[EXTRACTED DATA]:
* start *
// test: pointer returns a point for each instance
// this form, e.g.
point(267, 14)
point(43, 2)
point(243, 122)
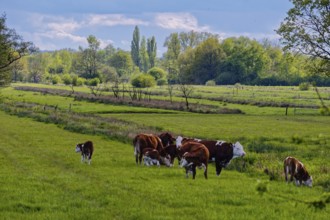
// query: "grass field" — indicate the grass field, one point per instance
point(42, 177)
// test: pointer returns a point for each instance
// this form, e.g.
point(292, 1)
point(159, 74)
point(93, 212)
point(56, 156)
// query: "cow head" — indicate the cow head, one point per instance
point(178, 141)
point(166, 138)
point(309, 182)
point(79, 148)
point(166, 160)
point(238, 150)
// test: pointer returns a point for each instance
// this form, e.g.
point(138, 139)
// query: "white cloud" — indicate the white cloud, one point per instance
point(113, 20)
point(179, 21)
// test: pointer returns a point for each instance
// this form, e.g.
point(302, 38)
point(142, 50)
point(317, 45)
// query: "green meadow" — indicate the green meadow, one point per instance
point(42, 176)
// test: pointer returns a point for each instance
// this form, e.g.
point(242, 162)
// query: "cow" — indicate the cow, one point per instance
point(86, 150)
point(221, 152)
point(152, 157)
point(297, 171)
point(172, 151)
point(194, 155)
point(142, 141)
point(167, 139)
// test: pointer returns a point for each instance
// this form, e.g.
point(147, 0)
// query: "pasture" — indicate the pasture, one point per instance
point(42, 177)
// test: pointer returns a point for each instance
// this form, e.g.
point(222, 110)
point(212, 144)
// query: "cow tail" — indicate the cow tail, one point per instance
point(136, 146)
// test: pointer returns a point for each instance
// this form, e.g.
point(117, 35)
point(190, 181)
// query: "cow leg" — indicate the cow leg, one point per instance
point(187, 172)
point(136, 159)
point(218, 167)
point(286, 173)
point(194, 170)
point(205, 170)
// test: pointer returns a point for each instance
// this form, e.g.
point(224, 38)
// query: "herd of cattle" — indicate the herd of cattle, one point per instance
point(191, 153)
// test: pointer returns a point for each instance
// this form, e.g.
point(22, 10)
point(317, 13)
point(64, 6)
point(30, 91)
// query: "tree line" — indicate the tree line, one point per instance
point(191, 57)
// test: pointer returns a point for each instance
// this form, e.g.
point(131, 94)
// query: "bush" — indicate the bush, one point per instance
point(93, 82)
point(66, 78)
point(162, 82)
point(56, 79)
point(157, 73)
point(210, 83)
point(304, 86)
point(143, 81)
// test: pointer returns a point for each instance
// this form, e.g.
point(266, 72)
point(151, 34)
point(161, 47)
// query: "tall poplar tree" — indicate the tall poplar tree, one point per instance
point(152, 51)
point(135, 47)
point(144, 63)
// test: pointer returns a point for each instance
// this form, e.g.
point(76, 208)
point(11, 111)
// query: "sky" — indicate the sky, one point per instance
point(59, 24)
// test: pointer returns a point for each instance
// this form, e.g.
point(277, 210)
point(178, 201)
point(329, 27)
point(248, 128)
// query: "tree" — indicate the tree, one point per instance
point(152, 51)
point(12, 48)
point(208, 58)
point(171, 56)
point(123, 63)
point(306, 29)
point(135, 47)
point(144, 62)
point(88, 58)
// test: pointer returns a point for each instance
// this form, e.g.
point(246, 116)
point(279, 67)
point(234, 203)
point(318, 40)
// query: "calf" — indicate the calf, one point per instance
point(194, 155)
point(152, 157)
point(296, 170)
point(221, 152)
point(86, 150)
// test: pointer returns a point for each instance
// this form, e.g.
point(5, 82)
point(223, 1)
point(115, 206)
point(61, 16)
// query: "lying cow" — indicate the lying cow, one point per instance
point(152, 157)
point(86, 150)
point(194, 155)
point(297, 171)
point(220, 151)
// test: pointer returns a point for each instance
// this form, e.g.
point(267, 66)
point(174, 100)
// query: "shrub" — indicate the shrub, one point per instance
point(210, 83)
point(56, 79)
point(66, 78)
point(157, 73)
point(80, 81)
point(143, 81)
point(304, 86)
point(162, 82)
point(93, 82)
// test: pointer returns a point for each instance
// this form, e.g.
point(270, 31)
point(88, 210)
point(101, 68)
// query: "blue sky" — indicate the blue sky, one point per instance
point(58, 24)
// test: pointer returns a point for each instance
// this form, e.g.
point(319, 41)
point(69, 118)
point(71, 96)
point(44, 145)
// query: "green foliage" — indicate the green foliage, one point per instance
point(93, 82)
point(157, 73)
point(304, 86)
point(210, 83)
point(135, 47)
point(67, 79)
point(143, 81)
point(56, 79)
point(306, 29)
point(162, 82)
point(12, 49)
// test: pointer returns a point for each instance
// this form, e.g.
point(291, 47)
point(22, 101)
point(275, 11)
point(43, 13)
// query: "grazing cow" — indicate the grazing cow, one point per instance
point(142, 141)
point(194, 155)
point(152, 157)
point(220, 151)
point(86, 150)
point(167, 139)
point(172, 151)
point(296, 170)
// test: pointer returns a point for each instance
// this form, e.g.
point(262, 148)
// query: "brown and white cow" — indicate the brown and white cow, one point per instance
point(151, 157)
point(221, 152)
point(297, 171)
point(86, 150)
point(142, 141)
point(194, 155)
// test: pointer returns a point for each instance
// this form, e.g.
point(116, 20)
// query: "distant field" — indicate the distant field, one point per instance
point(53, 184)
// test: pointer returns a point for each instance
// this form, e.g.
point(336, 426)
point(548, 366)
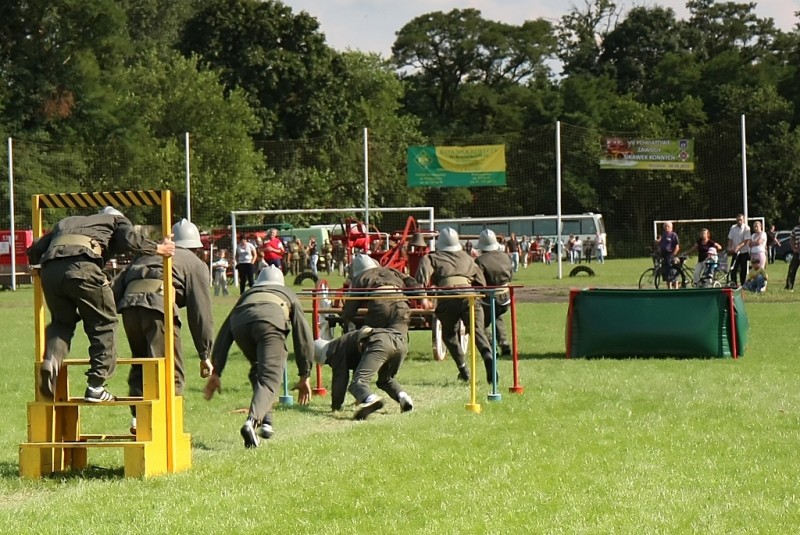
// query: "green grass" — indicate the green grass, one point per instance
point(592, 446)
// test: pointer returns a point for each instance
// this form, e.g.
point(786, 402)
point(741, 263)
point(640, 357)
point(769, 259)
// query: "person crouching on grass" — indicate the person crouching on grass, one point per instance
point(259, 324)
point(366, 351)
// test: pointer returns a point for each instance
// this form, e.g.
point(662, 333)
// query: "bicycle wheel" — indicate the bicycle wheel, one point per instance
point(651, 278)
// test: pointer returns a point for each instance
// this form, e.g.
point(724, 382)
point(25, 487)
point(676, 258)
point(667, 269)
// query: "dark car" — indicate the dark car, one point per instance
point(784, 250)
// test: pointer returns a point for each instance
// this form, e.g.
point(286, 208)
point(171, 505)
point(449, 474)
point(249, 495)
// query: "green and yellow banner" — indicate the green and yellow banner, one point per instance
point(477, 165)
point(638, 153)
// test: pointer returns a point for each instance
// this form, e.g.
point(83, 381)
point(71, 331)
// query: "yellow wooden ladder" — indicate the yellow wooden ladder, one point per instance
point(55, 440)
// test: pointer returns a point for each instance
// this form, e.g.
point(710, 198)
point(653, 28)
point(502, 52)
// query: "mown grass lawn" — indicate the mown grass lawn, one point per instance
point(591, 446)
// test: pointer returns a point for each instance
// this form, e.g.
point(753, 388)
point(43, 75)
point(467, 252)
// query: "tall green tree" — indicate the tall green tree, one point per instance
point(280, 59)
point(59, 60)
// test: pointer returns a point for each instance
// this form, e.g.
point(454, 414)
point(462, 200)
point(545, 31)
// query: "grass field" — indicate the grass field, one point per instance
point(592, 446)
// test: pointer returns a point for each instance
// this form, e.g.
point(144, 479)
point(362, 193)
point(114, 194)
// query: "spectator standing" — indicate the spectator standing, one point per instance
point(758, 244)
point(772, 244)
point(600, 247)
point(72, 256)
point(220, 270)
point(577, 249)
point(795, 263)
point(246, 258)
point(313, 254)
point(757, 277)
point(668, 247)
point(738, 249)
point(274, 249)
point(512, 248)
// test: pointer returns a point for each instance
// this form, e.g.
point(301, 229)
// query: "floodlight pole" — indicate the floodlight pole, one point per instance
point(744, 170)
point(366, 179)
point(12, 243)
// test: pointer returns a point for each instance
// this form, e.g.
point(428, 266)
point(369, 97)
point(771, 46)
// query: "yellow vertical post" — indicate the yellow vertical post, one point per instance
point(473, 404)
point(169, 336)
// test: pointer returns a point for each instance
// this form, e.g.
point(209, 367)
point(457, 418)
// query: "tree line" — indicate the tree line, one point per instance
point(101, 92)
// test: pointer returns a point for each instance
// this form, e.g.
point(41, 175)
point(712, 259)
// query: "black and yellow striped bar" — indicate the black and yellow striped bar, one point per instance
point(100, 199)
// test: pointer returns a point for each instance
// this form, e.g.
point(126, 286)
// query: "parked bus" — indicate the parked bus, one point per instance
point(587, 226)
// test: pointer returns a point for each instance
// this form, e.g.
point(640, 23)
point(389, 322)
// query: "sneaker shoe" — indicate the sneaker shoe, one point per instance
point(97, 395)
point(406, 403)
point(265, 430)
point(249, 435)
point(372, 404)
point(463, 374)
point(47, 376)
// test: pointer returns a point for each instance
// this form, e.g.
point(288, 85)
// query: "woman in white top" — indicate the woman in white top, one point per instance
point(758, 243)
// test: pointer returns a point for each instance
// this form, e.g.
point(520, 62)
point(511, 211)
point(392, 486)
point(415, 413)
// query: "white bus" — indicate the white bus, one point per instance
point(587, 226)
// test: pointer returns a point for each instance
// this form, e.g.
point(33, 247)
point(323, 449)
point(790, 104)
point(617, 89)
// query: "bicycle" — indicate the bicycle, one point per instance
point(652, 277)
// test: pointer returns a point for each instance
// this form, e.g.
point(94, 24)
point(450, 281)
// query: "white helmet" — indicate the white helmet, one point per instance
point(448, 241)
point(186, 235)
point(109, 210)
point(321, 351)
point(487, 241)
point(362, 263)
point(270, 275)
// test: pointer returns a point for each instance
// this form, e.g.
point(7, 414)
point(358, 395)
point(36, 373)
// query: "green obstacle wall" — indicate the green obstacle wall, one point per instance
point(709, 322)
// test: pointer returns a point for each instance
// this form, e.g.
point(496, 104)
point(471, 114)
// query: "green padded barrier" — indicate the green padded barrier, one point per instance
point(645, 323)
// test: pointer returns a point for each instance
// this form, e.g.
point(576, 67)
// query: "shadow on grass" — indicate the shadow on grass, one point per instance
point(11, 471)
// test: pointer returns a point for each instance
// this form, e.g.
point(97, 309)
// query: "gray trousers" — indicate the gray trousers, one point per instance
point(383, 354)
point(144, 328)
point(264, 345)
point(449, 311)
point(76, 289)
* end *
[THE PROBLEM]: Gather every line in the records above that contains the word "tree", and treat uppercase and lowercase as different.

[TASK ANSWER]:
// query: "tree line" — indicate the tree line, one point per instance
// query: "tall poplar tree" — indicate the tall poplar tree, one point per instance
// query: "tree" — indicate the tree, one point per instance
// query: "tall green tree" — indicate the tall green tree, one point per instance
// query: "tree line" — indicate the tree line, one point per instance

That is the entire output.